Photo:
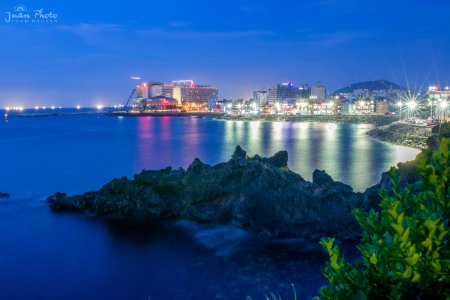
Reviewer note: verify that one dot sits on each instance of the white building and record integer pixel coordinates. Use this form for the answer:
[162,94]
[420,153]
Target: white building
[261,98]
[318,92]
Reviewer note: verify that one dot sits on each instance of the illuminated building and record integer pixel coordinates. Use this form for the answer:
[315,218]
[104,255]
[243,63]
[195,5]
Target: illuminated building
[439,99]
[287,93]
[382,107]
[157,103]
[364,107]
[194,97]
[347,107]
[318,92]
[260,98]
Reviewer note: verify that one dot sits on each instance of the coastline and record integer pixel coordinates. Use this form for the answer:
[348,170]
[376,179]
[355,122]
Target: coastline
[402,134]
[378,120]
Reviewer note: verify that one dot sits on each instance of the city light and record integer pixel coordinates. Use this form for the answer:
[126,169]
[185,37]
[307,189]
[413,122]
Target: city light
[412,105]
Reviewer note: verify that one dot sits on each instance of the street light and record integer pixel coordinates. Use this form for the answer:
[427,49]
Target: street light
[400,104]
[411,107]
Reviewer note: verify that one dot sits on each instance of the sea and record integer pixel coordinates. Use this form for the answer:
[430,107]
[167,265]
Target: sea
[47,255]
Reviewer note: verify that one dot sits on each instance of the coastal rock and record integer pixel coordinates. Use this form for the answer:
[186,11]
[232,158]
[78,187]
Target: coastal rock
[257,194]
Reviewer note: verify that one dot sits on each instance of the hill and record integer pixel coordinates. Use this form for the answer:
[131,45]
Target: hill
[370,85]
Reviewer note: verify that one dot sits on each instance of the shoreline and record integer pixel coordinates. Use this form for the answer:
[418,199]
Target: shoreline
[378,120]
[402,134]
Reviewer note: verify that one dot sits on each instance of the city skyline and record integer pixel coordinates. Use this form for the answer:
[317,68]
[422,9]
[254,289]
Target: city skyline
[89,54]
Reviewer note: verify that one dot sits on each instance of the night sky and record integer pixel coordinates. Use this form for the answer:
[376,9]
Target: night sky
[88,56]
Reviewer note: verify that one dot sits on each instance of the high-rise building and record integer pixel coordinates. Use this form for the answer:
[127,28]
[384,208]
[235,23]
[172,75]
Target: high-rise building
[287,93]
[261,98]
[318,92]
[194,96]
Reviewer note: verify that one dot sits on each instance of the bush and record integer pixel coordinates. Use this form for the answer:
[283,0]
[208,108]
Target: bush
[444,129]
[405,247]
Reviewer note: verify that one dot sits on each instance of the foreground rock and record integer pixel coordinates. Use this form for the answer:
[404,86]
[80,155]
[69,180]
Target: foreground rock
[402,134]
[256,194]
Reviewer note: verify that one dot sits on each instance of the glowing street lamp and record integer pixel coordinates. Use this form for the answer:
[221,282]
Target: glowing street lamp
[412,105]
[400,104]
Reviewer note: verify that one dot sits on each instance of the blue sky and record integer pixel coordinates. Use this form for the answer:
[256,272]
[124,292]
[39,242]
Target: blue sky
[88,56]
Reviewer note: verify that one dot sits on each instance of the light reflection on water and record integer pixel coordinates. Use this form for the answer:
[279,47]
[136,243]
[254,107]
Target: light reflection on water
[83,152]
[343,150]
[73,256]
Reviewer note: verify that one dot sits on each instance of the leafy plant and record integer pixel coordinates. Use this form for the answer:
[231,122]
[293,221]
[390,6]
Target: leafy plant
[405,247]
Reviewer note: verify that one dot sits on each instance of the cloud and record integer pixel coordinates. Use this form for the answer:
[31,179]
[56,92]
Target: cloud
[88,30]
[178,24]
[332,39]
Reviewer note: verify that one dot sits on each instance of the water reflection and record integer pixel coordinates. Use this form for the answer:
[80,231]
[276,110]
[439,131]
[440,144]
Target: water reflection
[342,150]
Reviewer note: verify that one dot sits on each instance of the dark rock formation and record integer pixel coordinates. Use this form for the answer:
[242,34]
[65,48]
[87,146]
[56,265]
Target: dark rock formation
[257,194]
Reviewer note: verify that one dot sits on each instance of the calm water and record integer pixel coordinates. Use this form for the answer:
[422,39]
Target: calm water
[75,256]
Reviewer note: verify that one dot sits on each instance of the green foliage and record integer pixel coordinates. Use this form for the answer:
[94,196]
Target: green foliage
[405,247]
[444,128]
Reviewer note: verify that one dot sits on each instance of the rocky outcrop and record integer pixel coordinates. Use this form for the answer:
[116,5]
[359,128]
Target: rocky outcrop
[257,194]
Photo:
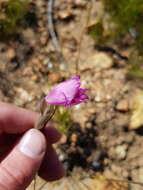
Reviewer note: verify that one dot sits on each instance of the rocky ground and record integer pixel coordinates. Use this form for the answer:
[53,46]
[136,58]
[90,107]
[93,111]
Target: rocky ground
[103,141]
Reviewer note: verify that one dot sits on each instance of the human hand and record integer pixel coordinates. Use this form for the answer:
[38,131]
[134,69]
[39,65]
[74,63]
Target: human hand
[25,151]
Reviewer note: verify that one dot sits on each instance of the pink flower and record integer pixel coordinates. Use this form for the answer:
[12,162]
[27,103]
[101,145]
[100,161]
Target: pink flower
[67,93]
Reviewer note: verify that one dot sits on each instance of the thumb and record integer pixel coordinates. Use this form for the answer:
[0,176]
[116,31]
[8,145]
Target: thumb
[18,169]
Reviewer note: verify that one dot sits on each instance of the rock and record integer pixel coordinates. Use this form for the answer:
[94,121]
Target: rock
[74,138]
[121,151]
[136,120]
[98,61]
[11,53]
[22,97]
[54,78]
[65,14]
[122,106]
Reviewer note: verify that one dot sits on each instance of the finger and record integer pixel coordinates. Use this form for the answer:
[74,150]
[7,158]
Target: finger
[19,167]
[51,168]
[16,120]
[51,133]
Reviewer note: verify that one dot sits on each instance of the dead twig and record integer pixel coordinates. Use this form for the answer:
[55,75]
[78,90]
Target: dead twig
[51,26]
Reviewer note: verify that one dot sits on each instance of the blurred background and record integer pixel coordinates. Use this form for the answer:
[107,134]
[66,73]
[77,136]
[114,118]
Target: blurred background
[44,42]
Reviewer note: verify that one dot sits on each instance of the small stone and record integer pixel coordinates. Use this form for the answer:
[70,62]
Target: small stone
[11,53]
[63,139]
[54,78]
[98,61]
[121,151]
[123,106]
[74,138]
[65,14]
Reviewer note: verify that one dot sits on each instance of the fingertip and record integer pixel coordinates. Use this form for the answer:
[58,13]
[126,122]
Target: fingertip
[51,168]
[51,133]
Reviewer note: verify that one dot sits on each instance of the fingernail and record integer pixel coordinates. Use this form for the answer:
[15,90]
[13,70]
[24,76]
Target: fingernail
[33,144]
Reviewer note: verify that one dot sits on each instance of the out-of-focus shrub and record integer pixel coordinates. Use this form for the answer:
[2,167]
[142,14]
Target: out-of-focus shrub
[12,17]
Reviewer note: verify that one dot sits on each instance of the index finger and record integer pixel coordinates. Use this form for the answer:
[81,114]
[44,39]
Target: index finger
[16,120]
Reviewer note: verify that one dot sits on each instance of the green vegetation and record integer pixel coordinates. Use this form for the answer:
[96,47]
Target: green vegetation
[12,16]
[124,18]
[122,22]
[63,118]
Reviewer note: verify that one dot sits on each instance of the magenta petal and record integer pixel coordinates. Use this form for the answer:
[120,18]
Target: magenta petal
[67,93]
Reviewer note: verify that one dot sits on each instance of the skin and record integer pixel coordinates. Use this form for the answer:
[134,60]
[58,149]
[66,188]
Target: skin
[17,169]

_GIVEN EXERCISE_
Write out the whole listing again, exactly, with no pictures.

_SOLUTION TO THE PROBLEM_
Photo:
Reviewer note: verify that one dot sits on each instance of the white building and record integer pixel coordinates. Use this form for the answer:
[162,94]
[420,153]
Target: white building
[261,98]
[318,92]
Reviewer note: verify that one dot sits on each instance of the illuminated building and record integer pixel coordinates. Use this form for the answer:
[315,218]
[104,255]
[243,63]
[195,5]
Target: illuminated building
[439,99]
[287,93]
[382,107]
[157,103]
[364,107]
[194,97]
[347,107]
[318,92]
[260,98]
Reviewer note: verify that one dot sits on each instance of the coastline and record integer pixel coordinates. Use this form for the answer:
[348,170]
[376,179]
[355,122]
Target: coastline
[402,134]
[378,120]
Reviewer note: verify that one dot sits on each instance of the city light and record integer pixel coordinates. Use this form for the answer:
[126,169]
[185,37]
[307,189]
[413,122]
Target: city light
[412,105]
Reviewer note: verify that one dot sits on each instance of the street light and record integer pixel coordinates. Use this form for the answer:
[427,49]
Target: street light
[400,104]
[411,107]
Reviewer note: verify that one dot sits on each instance of the sea and record integer pixel coordinates. Use this form for the answer:
[430,107]
[167,265]
Target: sea
[47,255]
Reviewer note: verify that one dot sits on each instance of the coastal rock and record integer pixel coordinates. Use this form for the answer:
[186,11]
[232,158]
[78,187]
Target: coastal rock
[257,194]
Reviewer note: verify that one dot sits on each instance of the hill and record integer pixel coordinates. Use this form for the answer:
[131,45]
Target: hill
[370,85]
Reviewer note: verify that one dot sits on each instance of the shoreline and record integer pixel coordinates. Use this form for the answer:
[418,199]
Target: shoreline
[378,120]
[402,134]
Reviewer note: verify that one dot sits on each instance of the city skyline and record integer pixel coordinates. Use this form for the answer:
[317,68]
[422,9]
[254,289]
Target: city skyline
[89,54]
Reviewer note: verify that one dot sits on each instance of the night sky and record integer pixel coordinates. Use this form for the answer:
[376,9]
Target: night sky
[88,56]
Reviewer note: verify that one dot sits on each instance of the high-rise building and record integer pixel coordinates. Use this form for the answer:
[127,28]
[384,208]
[235,23]
[172,75]
Target: high-rise building
[287,93]
[261,98]
[318,92]
[194,96]
Reviewer note: verify that one dot sits on each instance of the bush and record integer pixel coordinates. Use this form for the answer:
[283,0]
[208,108]
Target: bush
[444,129]
[405,247]
Reviewer note: verify that one dot sits on each instance of the foreground rock and record integer pixel coordinates. Use this form for the answer:
[404,86]
[80,155]
[69,180]
Target: foreground rock
[402,134]
[256,194]
Reviewer note: verify that one dot sits on each instance of the glowing street lamp and record integer pixel coordinates. Use this form for the answer:
[221,282]
Target: glowing street lamp
[412,105]
[400,104]
Reviewer note: verify that one dot sits on each instance of the blue sky and record integer pixel coordinates. Use this form for the answer:
[256,272]
[124,292]
[39,242]
Target: blue sky
[88,56]
Reviewer note: verify that one dot sits on each instance of the light reflection on water and record integer pixel coordinates. Use this form for the answer:
[279,47]
[136,243]
[254,107]
Target: light reflection on water
[83,152]
[343,150]
[73,256]
Reviewer note: verify that one dot sits on each instance of the leafy plant and record integer pixel coordinates. Use this form for the answer:
[231,122]
[293,221]
[390,6]
Target: leafy plant
[405,247]
Reviewer note: verify that one dot sits on each instance of the cloud and record integer pixel coordinates. Use this form for the answer:
[31,179]
[56,92]
Target: cloud
[88,30]
[178,24]
[332,39]
Reviewer note: verify that one dot sits on each instance of the water reflection and record integer pixel coordinates. Use this form for the answer:
[80,231]
[276,110]
[439,131]
[440,144]
Target: water reflection
[342,150]
Reviewer note: verify that one dot sits on each instance of the dark rock formation and record integer pixel coordinates. Use this form for the answer:
[242,34]
[65,48]
[87,146]
[56,265]
Target: dark rock formation
[257,194]
Reviewer note: verify that one dot sits on each instance of the calm water and record integer pixel coordinates. Use this form for the answer:
[422,39]
Target: calm water
[75,256]
Reviewer note: verify that one dot sits on each instance of the green foliage and record integer pixel coordinates. Use this form for the answer:
[94,196]
Target: green foliage
[405,247]
[444,128]
Reviewer note: verify that one dot sits on each instance of the rocky outcrop and record integer pixel coordinates. Use this form for the answer:
[116,5]
[359,128]
Target: rocky outcrop
[257,194]
Photo:
Reviewer note: verify that one dot sits on each instance of the rocky ground and record integer pixel coordinates. Use this form for the answer:
[53,46]
[136,58]
[90,107]
[93,111]
Target: rocky ground
[103,141]
Reviewer note: verify that one dot sits on each instance of the human hand and record integer pixel coordinates. Use this form for the answer:
[38,131]
[134,69]
[39,65]
[74,63]
Target: human hand
[25,151]
Reviewer note: verify that one dot sits on each instance of the pink flower and record integer pixel coordinates. Use this form for the answer:
[12,162]
[27,103]
[101,145]
[100,161]
Target: pink flower
[67,93]
Reviewer note: verify that one dot sits on each instance of the thumb and record integer pixel coordinates. Use this form for the answer:
[0,176]
[116,31]
[8,145]
Target: thumb
[18,169]
Reviewer note: verify that one dot sits on each instance of the rock and record integer pixel coordinates. Use this form for the answer:
[94,121]
Target: rock
[74,138]
[121,151]
[136,120]
[98,61]
[11,53]
[22,97]
[54,78]
[65,14]
[122,106]
Reviewer note: verify that one dot sits on each instance of the finger and record integer pixel coordinates. Use this form for the answer:
[74,150]
[7,158]
Target: finger
[19,167]
[51,168]
[16,120]
[51,133]
Reviewer note: verify that one dot sits on each instance of the dead twig and record integer pixel coordinates. Use this form for the answer:
[55,75]
[78,90]
Target: dead twig
[51,26]
Reviewer note: verify that one dot sits on each instance of the blurred background and record integer pixel coordinates. Use this form for the answer:
[107,134]
[66,73]
[77,136]
[114,118]
Target: blurred background
[44,42]
Reviewer note: verify that one dot sits on each instance of the small stone and record integer pixel coordinates. Use this form for the answer:
[70,62]
Target: small stone
[11,53]
[63,139]
[54,78]
[98,61]
[121,151]
[123,106]
[74,138]
[65,14]
Reviewer note: verify that one dot sits on each instance of the fingertip and record integer pixel coordinates. Use this form for the answer:
[58,13]
[126,122]
Target: fingertip
[51,168]
[51,133]
Reviewer note: verify that one dot sits on each instance of the fingernail and record integer pixel coordinates. Use this form for the answer:
[15,90]
[13,70]
[24,76]
Target: fingernail
[33,144]
Reviewer note: verify that one dot sits on each instance of the out-of-focus shrub and record integer pixel coordinates. Use this form for the answer:
[2,167]
[142,14]
Target: out-of-focus shrub
[12,17]
Reviewer note: verify that one dot sits on each instance of the index finger and record integer pixel coordinates. Use this form for the answer:
[81,114]
[44,39]
Target: index finger
[16,120]
Reviewer note: verify that one dot sits on each instance of the green vegetation and record integer pixel coordinates. Use this form for the answer:
[96,47]
Target: green vegetation
[12,16]
[124,18]
[122,22]
[63,118]
Reviewer note: verify that one dot sits on each instance of the magenta petal and record integer pixel coordinates. Use this form for the answer:
[120,18]
Target: magenta petal
[67,93]
Reviewer note: verify that one dot sits on each instance of the skin and record integer pixel coordinates. Use this form for the answer:
[134,60]
[58,149]
[66,188]
Target: skin
[17,169]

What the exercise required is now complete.